23.59 Testimony concerning Percy Cleave (1880-1958):
      By occupation he was a barber, and on moving into this district in
      1937 from Swindon, he first took a shop in Wallington, and later one
      in a poor part of Croydon. Not all who went there did so for a shave
      or a haircut, but to enjoy its friendly atmosphere, and to talk to
      Percy. 'I am sure,' said a friend of his, 'that as Percy rubbed oil into a
      customer's hair, he blessed him.' This would have been natural, since
      he desired all his actions to be sacramental. He was very positive in
      his relationships with others, and took a lively interest in all their
      doings... He was a man whom adversity had refined. It was often
      surprising when talking to him, to hear of the multitudes of troubles
      he and his wife had borne. He had accepted the changes and chances
      of this life, but had not forgotten them, and so could sympathise with
      those who were still struggling. He had great insight, and was able to
      see to the heart of a problem. Since he was in a small way of business
      which barely brought in sufficient money, he had a hard time which
      persisted until his retirement, when he sought so to arrange his life,
      that others could speak to him at leisure and without hurry. It was
      then that he ministered to some families of Friends by going to their
      homes and cutting their hair. It was pleasant to see him starting on
      the littlest ones and proceed in order to the adults. To have Percy cut
      your hair was a grace.

■ ■ ■ ■ ■ ■ ■

→ To be done:
1 - Answer these questions from the testimony about Percy Cleave, one per line:
(a) From which town did he move, and in what year?
(b) In which place did he first take a shop?
(c) After retiring, what did he do for some families of Friends?
2 - Sum up the testimony about Percy Cleave in two sentences.

■ ■ ■ ■ ■ ■ ■

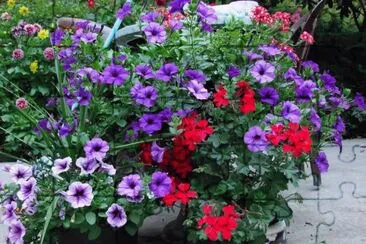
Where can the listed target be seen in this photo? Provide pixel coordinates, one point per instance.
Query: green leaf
(91, 218)
(131, 228)
(94, 232)
(135, 217)
(48, 217)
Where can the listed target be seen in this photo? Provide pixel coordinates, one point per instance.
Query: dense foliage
(217, 119)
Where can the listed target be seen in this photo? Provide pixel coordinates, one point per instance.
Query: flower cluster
(221, 226)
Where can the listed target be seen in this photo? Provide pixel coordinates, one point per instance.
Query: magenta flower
(83, 97)
(115, 75)
(87, 166)
(21, 103)
(144, 71)
(197, 75)
(61, 165)
(130, 186)
(166, 72)
(116, 216)
(20, 172)
(198, 90)
(89, 37)
(147, 96)
(256, 140)
(49, 54)
(160, 184)
(96, 149)
(18, 54)
(150, 17)
(9, 212)
(359, 101)
(157, 152)
(79, 195)
(124, 11)
(263, 72)
(155, 33)
(16, 232)
(270, 50)
(27, 189)
(291, 112)
(150, 123)
(322, 162)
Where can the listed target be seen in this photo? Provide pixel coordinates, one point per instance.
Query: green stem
(166, 135)
(14, 157)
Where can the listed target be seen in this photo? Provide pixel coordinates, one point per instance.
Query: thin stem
(14, 157)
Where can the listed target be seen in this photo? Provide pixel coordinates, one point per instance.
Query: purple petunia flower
(16, 233)
(322, 162)
(197, 75)
(160, 184)
(303, 94)
(116, 216)
(256, 140)
(56, 37)
(89, 37)
(175, 25)
(155, 33)
(115, 75)
(150, 123)
(147, 96)
(20, 172)
(27, 189)
(96, 149)
(315, 120)
(311, 65)
(150, 17)
(263, 72)
(79, 195)
(130, 186)
(252, 56)
(198, 90)
(166, 115)
(157, 152)
(30, 206)
(144, 71)
(269, 95)
(83, 96)
(87, 166)
(8, 214)
(329, 83)
(291, 112)
(207, 16)
(270, 50)
(233, 71)
(359, 101)
(124, 11)
(339, 125)
(166, 72)
(177, 5)
(181, 113)
(107, 168)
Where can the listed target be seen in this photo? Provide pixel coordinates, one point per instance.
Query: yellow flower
(11, 3)
(43, 34)
(34, 66)
(23, 10)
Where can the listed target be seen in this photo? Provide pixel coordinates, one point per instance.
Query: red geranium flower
(219, 97)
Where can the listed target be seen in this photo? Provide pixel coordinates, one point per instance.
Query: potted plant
(216, 119)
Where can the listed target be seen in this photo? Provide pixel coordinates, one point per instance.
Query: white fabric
(240, 10)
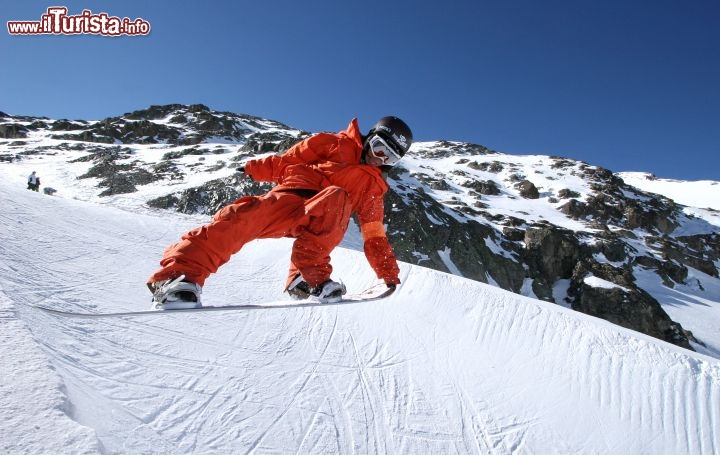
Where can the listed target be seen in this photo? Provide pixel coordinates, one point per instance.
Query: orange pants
(318, 224)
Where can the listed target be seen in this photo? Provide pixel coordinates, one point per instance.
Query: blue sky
(627, 85)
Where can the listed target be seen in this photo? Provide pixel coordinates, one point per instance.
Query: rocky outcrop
(623, 303)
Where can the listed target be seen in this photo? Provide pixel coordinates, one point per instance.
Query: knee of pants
(232, 211)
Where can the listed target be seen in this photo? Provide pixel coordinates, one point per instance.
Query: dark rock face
(625, 304)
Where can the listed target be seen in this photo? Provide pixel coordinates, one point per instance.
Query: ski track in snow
(445, 365)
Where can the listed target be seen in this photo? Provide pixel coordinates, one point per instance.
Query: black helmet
(395, 131)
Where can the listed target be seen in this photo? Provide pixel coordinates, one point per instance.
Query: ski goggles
(383, 151)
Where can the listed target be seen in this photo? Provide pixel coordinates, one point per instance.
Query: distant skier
(321, 182)
(33, 182)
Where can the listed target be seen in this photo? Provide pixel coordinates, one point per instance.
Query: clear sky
(630, 85)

■ ■ ■ ■ ■ ■ ■

→ Complete answers:
1 -
(a) Swindon, in 1937.
(b) Wallington.
(c) He went to their homes and cut their hair.

2 - Percy Cleave was a barber who moved from Swindon in 1937 and kept shops first in Wallington and later in a poor part of Croydon, where people came as much for the friendly atmosphere and to talk with him as for a haircut. Refined by many troubles and a hard living, he had great sympathy and insight, and after retiring he made time for others and went to the homes of some families of Friends to cut their hair.